--- Given data ---

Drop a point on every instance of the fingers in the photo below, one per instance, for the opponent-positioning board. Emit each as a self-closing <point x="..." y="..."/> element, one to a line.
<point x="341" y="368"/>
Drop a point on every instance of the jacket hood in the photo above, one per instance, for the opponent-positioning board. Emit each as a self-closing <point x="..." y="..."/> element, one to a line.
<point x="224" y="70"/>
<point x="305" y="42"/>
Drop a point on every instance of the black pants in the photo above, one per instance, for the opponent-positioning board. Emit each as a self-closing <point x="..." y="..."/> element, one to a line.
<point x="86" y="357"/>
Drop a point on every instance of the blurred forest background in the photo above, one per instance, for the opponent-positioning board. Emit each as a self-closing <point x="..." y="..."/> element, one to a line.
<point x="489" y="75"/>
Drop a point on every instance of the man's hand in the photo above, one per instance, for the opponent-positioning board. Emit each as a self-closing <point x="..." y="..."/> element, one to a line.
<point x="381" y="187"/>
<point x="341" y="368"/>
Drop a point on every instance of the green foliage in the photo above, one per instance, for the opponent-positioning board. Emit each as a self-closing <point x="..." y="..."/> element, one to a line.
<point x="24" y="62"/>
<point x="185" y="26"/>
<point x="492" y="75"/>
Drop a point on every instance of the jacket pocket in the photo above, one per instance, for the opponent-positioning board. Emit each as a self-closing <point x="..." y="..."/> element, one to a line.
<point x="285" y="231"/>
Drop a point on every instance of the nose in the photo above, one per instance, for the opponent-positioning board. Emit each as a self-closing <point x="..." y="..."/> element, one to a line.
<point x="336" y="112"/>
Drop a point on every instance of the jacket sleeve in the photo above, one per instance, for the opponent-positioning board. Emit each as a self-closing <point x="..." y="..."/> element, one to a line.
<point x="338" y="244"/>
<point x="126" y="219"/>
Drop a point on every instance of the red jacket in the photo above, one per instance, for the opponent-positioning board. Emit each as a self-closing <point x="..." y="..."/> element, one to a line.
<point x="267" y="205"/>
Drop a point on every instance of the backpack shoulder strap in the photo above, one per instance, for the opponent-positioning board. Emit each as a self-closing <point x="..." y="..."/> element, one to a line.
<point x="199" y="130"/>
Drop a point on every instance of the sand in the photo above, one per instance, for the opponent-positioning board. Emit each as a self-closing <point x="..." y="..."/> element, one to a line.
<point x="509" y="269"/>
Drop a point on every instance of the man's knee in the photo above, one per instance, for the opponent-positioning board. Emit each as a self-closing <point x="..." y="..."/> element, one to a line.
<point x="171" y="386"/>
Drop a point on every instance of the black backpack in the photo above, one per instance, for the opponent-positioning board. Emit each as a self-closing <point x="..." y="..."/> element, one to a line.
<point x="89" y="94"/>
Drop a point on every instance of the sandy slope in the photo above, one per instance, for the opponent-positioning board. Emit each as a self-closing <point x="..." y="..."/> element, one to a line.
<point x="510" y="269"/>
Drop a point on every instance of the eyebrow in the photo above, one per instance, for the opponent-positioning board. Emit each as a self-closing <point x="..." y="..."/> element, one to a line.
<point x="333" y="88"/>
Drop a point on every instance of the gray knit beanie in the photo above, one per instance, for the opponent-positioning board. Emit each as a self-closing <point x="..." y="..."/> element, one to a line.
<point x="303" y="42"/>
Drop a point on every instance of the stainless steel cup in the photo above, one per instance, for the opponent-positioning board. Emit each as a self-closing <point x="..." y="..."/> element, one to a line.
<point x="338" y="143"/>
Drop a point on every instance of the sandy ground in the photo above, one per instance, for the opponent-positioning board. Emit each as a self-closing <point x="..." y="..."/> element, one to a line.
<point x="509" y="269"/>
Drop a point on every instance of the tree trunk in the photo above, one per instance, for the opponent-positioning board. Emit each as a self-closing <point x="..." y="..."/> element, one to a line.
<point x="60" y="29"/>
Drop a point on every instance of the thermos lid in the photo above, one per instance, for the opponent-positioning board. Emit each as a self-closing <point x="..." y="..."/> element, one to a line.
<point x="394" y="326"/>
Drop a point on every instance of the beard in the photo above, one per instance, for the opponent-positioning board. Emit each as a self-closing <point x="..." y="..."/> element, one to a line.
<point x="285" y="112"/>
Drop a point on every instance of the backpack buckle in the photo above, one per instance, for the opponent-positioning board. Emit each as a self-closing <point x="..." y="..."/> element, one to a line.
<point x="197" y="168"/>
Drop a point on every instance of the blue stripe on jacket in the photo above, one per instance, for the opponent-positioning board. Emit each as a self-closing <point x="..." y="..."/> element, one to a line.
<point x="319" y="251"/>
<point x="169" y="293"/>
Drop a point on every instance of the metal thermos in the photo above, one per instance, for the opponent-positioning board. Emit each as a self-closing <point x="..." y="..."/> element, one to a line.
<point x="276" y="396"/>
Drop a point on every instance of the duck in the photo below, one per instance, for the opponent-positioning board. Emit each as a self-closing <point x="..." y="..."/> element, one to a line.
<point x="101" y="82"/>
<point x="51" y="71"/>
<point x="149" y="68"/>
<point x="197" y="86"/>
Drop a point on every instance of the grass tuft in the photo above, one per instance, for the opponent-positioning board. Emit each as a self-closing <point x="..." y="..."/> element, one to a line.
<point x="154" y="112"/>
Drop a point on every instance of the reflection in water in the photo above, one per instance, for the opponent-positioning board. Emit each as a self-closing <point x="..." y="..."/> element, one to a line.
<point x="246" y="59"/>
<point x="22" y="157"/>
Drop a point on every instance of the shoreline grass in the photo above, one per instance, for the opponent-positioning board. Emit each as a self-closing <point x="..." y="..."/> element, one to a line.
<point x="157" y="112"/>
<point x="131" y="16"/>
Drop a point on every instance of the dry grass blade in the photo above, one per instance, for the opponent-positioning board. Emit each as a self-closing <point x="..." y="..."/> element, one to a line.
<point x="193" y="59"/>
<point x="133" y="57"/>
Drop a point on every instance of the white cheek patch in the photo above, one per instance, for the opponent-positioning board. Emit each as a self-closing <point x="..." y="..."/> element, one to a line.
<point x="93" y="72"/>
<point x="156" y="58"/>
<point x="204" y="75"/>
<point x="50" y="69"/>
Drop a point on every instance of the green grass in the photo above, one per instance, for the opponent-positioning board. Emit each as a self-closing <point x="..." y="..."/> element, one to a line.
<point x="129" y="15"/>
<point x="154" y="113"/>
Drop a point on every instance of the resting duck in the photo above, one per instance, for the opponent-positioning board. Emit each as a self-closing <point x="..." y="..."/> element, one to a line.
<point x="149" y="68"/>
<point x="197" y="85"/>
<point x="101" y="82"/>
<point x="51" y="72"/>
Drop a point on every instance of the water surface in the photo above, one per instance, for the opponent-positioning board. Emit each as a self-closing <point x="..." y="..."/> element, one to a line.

--- Task instructions ---
Output every entry shown above, exactly.

--- Result of the task ---
Drop a point on every instance of the fingers in the photo below, one per instance, for the opponent-positioning board. Emit each as a self-closing <point x="..." y="..."/> element, one to a line.
<point x="341" y="368"/>
Drop a point on every instance of the jacket hood in the photo above, one per instance, for the opponent-positioning board. Emit each as a self-closing <point x="..." y="..."/> element, one to a line.
<point x="224" y="70"/>
<point x="305" y="42"/>
Drop a point on every instance of the black pants in the photo above, one per instance, for the opponent-positioning board. Emit each as a self-closing <point x="..." y="..."/> element, one to a line.
<point x="86" y="357"/>
Drop a point on every instance of the blurred forest background in the photo above, one per instance, for the opponent-positioning board. Emit each as a self-closing <point x="..." y="..."/> element, one to a line.
<point x="489" y="75"/>
Drop a point on every instance of the man's hand in the photo above, one per instance, for the opponent-positioning board. Emit each as a self-closing <point x="..." y="..."/> element, one to a line.
<point x="381" y="187"/>
<point x="341" y="368"/>
Drop a point on every instance of the green foliage in the photo above, one per instance, for the opponent-positioning board. Emit each as a self-closing <point x="..." y="..."/> element, one to a line.
<point x="24" y="62"/>
<point x="185" y="26"/>
<point x="492" y="75"/>
Drop a point on every instance of the jacket pocket in the photo above, one per instance, for the opponent-positioning board. Emit each as a self-closing <point x="..." y="..."/> element, one to a line.
<point x="285" y="231"/>
Drop a point on every instance of the nose in the photo above, one per instance, for the opponent-positioning board. Emit each as a self-closing <point x="..." y="..."/> element, one to a line.
<point x="336" y="112"/>
Drop a point on every instance of the jacket sleeve in the photo above, one per instance, for the opponent-positioning board. Emit each as a self-closing <point x="..." y="..."/> element, one to a line.
<point x="338" y="244"/>
<point x="126" y="219"/>
Drop a point on every instance of the red jacket in the photo above, one per instance, for the opponent-positioning board. Emit each as a self-closing <point x="..." y="..."/> element, one to a line.
<point x="267" y="205"/>
Drop a point on every instance of the backpack shoulder strap in the photo above, one per instance, for the opponent-positioning board. Emit each as a self-closing <point x="..." y="..."/> element, one to a line.
<point x="199" y="130"/>
Drop a point on every instance of the sand in the photo above, one per instance, for the opponent-positioning board. Emit each as a self-closing <point x="..." y="..."/> element, one to a line.
<point x="509" y="269"/>
Drop a point on every instance of the man's knee in the photo above, one per instance, for the opponent-positioning board. Emit each as a self-closing <point x="..." y="..."/> element, one to a line.
<point x="171" y="386"/>
Drop a point on every instance of the black backpack in the photo above, one per instance, for the opponent-positioning board. Emit each as a self-closing <point x="..." y="..."/> element, one to a line.
<point x="89" y="94"/>
Drop a point on every instance of the sandy slope in the photo above, one per instance, for the opponent-positioning board. Emit each as a self-closing <point x="..." y="..."/> element, one to a line.
<point x="510" y="269"/>
Drop a point on every instance of the eyebrow in the photo above, one per instance, for the opponent-positioning board. Emit each as a self-closing <point x="..." y="..."/> element, one to a line.
<point x="333" y="88"/>
Drop a point on every instance of the gray knit beanie in the photo above, one per instance, for the opponent-positioning board. Emit each as a self-closing <point x="..." y="..."/> element, one to a line.
<point x="303" y="42"/>
Drop a point on every instance of the stainless steel cup in the photo above, one per instance, for the opponent-positioning board. Emit each as a self-closing <point x="..." y="..."/> element, one to a line.
<point x="338" y="143"/>
Drop a point on every instance of the sandy ground in the photo above, one per instance, for the opponent-positioning board. Emit each as a self-closing <point x="..." y="..."/> element, one to a line.
<point x="509" y="269"/>
Drop a point on every instance of the tree trunk in the photo above, one per instance, for the opponent-positioning board. Emit each as a self-closing <point x="..." y="..."/> element, one to a line.
<point x="60" y="29"/>
Drop a point on every instance of the thermos lid in the photo above, one per instance, for the opponent-positioning board. Emit each as a self-closing <point x="..." y="..."/> element, one to a line.
<point x="394" y="326"/>
Drop a point on every instance of the beard in the photo above, one per instance, for the opponent-positioning board. Emit each as a self-closing <point x="..." y="..."/> element, one to a line.
<point x="285" y="112"/>
Drop a point on every instance of the backpack buckle in the photo above, one per instance, for the opponent-positioning board. Emit each as a self-closing <point x="..." y="..."/> element, one to a line.
<point x="197" y="168"/>
Drop a point on every instance of the blue stripe on jacket in the photo above, one per instance, for the opponent-positioning board. Emit each as a self-closing <point x="..." y="..."/> element, one to a line.
<point x="319" y="251"/>
<point x="169" y="293"/>
Drop a point on every instance of the metal thermos in the photo above, one per instance, for the opponent-positioning board. Emit each as a self-closing <point x="..." y="..."/> element, one to a line.
<point x="276" y="396"/>
Drop a point on every instance of the duck in the photo below, one per instance, for the opponent-positioning board. Emit each as a self-closing <point x="..." y="..."/> element, one to a line.
<point x="101" y="82"/>
<point x="51" y="71"/>
<point x="149" y="68"/>
<point x="197" y="86"/>
Drop a point on every instance of the grass tuft in the photo above, one per instance, for the opponent-positioning board. Emit each as a self-closing <point x="..." y="..."/> element, one to a line.
<point x="154" y="112"/>
Drop a point on every instance of the reflection in water in the photo above, one per instance, for the opponent-positioning board. Emit each as a self-closing <point x="..." y="..."/> element, one to a line.
<point x="246" y="59"/>
<point x="22" y="157"/>
Drop a point on every instance of the shoreline grass in the photo above, one per instance, for the opponent-positioning board. Emit each as a self-closing <point x="..." y="..."/> element, one to a line.
<point x="157" y="112"/>
<point x="131" y="16"/>
Drop a point on every instance of the dry grass blade in the photo above, one per instance, for the opponent-positioning board. Emit each as a self-closing <point x="..." y="..."/> element, one to a line.
<point x="193" y="59"/>
<point x="133" y="57"/>
Drop a point on every instance of the white cheek patch in the photo above, one per instance, for the opponent-positioning board. Emit each as a self-closing <point x="..." y="..."/> element, one to a line.
<point x="93" y="72"/>
<point x="156" y="58"/>
<point x="204" y="75"/>
<point x="50" y="69"/>
Drop a point on every instance of the green grass in the photo above, one per instance, for the opponent-positioning board. Emit each as a self-closing <point x="..." y="..."/> element, one to a line.
<point x="129" y="15"/>
<point x="154" y="113"/>
Drop a point on every instance of the resting duck in the photo above, one per instance, for the opponent-positioning board. Emit each as a self-closing <point x="..." y="..."/> element, one to a line.
<point x="149" y="68"/>
<point x="197" y="85"/>
<point x="101" y="82"/>
<point x="51" y="72"/>
Drop a point on every instance of the water surface in the photo above, one per instance, for the opponent-positioning board. Emit each as a self-closing <point x="..." y="..."/> element, one to a line.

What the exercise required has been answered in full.